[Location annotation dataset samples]
------------------------------------------------
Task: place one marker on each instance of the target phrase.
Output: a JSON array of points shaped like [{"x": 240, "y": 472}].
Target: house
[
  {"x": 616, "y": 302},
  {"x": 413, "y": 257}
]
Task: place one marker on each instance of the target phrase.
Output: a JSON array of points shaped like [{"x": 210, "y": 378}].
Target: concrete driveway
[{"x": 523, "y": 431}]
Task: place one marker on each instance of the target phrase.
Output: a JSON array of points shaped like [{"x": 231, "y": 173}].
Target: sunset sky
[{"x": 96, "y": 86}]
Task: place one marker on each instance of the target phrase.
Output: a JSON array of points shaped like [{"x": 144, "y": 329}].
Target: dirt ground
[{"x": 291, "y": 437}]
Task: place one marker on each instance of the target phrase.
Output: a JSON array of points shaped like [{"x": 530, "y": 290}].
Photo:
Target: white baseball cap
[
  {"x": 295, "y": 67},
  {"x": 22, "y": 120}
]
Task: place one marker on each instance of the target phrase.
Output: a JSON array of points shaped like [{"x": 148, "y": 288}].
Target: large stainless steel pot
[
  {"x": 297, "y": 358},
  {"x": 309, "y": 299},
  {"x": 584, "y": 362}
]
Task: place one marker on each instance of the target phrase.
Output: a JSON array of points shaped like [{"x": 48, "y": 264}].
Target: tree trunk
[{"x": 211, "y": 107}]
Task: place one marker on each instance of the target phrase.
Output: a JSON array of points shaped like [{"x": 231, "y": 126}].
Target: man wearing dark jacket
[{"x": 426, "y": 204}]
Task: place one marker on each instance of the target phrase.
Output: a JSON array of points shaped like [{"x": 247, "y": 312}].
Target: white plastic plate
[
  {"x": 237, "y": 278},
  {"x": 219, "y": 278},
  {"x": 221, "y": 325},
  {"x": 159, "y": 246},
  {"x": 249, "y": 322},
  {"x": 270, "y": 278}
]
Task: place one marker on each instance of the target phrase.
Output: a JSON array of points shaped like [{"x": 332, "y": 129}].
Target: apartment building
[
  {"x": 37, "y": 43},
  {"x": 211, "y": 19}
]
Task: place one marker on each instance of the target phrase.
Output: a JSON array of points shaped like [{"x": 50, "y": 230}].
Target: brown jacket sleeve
------------------------------------------------
## WHAT TO DO
Return each line of the data that contains the word "shaped". Matches must have the same upper and lower case.

## THE OUTPUT
Output: a JSON array of points shaped like [{"x": 240, "y": 472}].
Output: a JSON array of points shaped like [{"x": 210, "y": 378}].
Output: a JSON array of points shaped like [{"x": 231, "y": 173}].
Output: a JSON array of points shaped like [{"x": 144, "y": 329}].
Output: a JSON array of points shaped like [{"x": 530, "y": 290}].
Output: a JSON array of points shaped like [{"x": 148, "y": 288}].
Output: a JSON array of points shaped like [{"x": 48, "y": 264}].
Output: a JSON array of points shaped like [{"x": 231, "y": 126}].
Output: a JSON array of points shaped like [{"x": 247, "y": 312}].
Output: a JSON array of points shaped like [{"x": 332, "y": 129}].
Output: a JSON array of points shaped like [{"x": 50, "y": 230}].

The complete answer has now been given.